**PROBLEM SET:**
[a] Reproduce the court opinion excerpt on the Baltimore County retirement plan in full, without any changes.
[b] From the rows, list every line that contains the word "thumb".
Begin DOCUMENT EXCERPT
BARBARA MILANO KEENAN, Circuit Judge:
In this interlocutory appeal, we consider whether an employee retirement benefit plan (the plan) maintained by Baltimore County, Maryland (the County) unlawfully discriminated against older County employees based on their age, in violation of the Age Discrimination in Employment Act (ADEA), 29 U.S.C. §§ 621 through 634. The challenged plan provision involved the different rates of employee contribution to the plan, which required that older employees pay a greater percentage of their salaries based on their ages at the time they enrolled in the plan.
The district court initially determined that the plan did not violate the ADEA, holding that the disparate rates were based on permissible financial objectives involving the number of years an employee would work before reaching "`retirement age." In the first appeal of this matter, we concluded that the district court failed to consider a critical component of the plan regarding retirement eligibility, namely, that an employee's years of service could qualify the employee to retire irrespective of the employee's age. Thus, we vacated the judgment and remanded the case for further consideration.
On remand following the first appeal, the district court concluded that the plan violated the ADEA, and awarded partial summary judgment in favor of the Equal Employment Opportunity Commission (EEOC) on the issue of the County's liability. The County filed this interlocutory appeal. Upon our review, we hold that the district court correctly determined that the County's plan violated the ADEA, because the plan's employee contribution rates were determined by age, rather than by any permissible factor. We further conclude that the ADEA's "safe harbor provision" applicable to early retirement benefit plans does not shield the County from liability for the alleged discrimination.
End DOCUMENT EXCERPT
Begin DATA ROWS
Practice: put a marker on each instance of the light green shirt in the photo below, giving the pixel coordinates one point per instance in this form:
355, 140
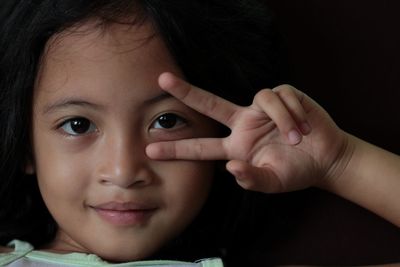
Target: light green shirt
25, 255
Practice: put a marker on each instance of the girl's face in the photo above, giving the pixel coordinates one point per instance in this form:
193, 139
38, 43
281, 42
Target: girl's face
97, 104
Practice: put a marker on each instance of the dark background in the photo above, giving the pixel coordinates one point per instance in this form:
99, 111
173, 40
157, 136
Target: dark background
346, 55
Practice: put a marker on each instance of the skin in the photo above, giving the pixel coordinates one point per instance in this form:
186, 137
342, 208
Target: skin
109, 78
285, 141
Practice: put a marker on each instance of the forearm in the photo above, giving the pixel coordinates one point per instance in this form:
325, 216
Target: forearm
371, 178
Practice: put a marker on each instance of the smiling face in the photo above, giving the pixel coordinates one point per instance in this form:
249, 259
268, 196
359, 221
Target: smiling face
97, 104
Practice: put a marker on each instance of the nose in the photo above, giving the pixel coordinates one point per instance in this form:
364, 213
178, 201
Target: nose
123, 163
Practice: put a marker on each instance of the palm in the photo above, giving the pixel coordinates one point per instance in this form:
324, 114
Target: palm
258, 154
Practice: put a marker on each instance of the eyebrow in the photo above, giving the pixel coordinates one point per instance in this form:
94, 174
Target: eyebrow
67, 102
72, 101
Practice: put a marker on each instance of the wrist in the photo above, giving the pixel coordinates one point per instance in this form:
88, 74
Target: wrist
343, 164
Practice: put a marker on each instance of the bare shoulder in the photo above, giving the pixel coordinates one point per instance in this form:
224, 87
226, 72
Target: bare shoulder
5, 249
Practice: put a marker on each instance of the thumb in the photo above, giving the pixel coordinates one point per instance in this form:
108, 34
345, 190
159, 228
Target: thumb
260, 179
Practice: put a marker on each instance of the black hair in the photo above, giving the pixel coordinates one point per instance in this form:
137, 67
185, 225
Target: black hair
224, 46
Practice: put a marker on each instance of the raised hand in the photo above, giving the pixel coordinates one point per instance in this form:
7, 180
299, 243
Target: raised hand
284, 141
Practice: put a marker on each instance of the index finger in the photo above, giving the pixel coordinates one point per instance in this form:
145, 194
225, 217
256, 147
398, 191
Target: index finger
200, 100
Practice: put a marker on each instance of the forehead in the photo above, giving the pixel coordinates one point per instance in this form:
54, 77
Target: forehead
88, 59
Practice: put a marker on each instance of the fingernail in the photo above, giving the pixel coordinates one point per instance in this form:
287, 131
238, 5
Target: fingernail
294, 137
305, 128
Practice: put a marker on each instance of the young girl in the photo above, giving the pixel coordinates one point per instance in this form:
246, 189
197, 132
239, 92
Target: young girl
108, 158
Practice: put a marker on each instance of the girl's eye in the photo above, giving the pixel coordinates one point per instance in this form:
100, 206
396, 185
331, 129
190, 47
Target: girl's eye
168, 121
78, 126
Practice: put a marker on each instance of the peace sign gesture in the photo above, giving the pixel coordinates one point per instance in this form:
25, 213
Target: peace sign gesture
283, 141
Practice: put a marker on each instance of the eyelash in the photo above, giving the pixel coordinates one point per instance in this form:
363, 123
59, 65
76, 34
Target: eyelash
67, 127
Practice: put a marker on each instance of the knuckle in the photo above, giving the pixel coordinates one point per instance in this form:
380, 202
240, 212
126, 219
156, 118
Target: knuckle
265, 95
199, 149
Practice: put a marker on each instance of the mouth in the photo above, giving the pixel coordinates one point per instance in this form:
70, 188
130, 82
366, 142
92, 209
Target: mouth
125, 214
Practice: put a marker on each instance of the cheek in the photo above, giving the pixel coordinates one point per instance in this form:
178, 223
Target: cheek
60, 175
186, 183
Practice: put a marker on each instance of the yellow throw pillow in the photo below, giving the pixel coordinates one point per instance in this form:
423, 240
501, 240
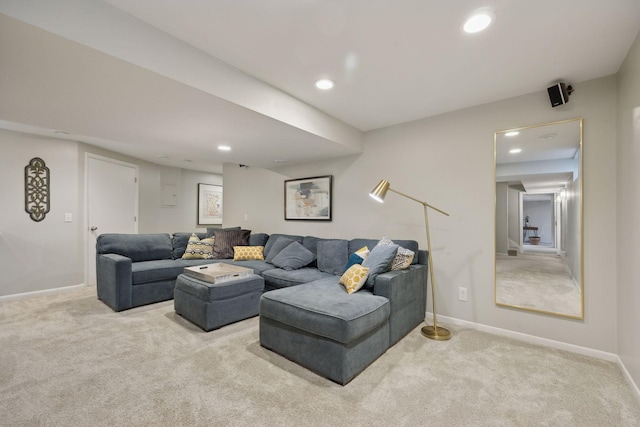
End DATA ROWS
**PER-TASK ANSWERS:**
[a]
BARBARA MILANO KEENAN, Circuit Judge:
In this interlocutory appeal, we consider whether an employee retirement benefit plan (the plan) maintained by Baltimore County, Maryland (the County) unlawfully discriminated against older County employees based on their age, in violation of the Age Discrimination in Employment Act (ADEA), 29 U.S.C. §§ 621 through 634. The challenged plan provision involved the different rates of employee contribution to the plan, which required that older employees pay a greater percentage of their salaries based on their ages at the time they enrolled in the plan.
The district court initially determined that the plan did not violate the ADEA, holding that the disparate rates were based on permissible financial objectives involving the number of years an employee would work before reaching "`retirement age." In the first appeal of this matter, we concluded that the district court failed to consider a critical component of the plan regarding retirement eligibility, namely, that an employee's years of service could qualify the employee to retire irrespective of the employee's age. Thus, we vacated the judgment and remanded the case for further consideration.
On remand following the first appeal, the district court concluded that the plan violated the ADEA, and awarded partial summary judgment in favor of the Equal Employment Opportunity Commission (EEOC) on the issue of the County's liability. The County filed this interlocutory appeal. Upon our review, we hold that the district court correctly determined that the County's plan violated the ADEA, because the plan's employee contribution rates were determined by age, rather than by any permissible factor. We further conclude that the ADEA's "safe harbor provision" applicable to early retirement benefit plans does not shield the County from liability for the alleged discrimination.

[b]
Practice: put a marker on each instance of the thumb in the photo above, giving the pixel coordinates one point per instance in this form:
Target: thumb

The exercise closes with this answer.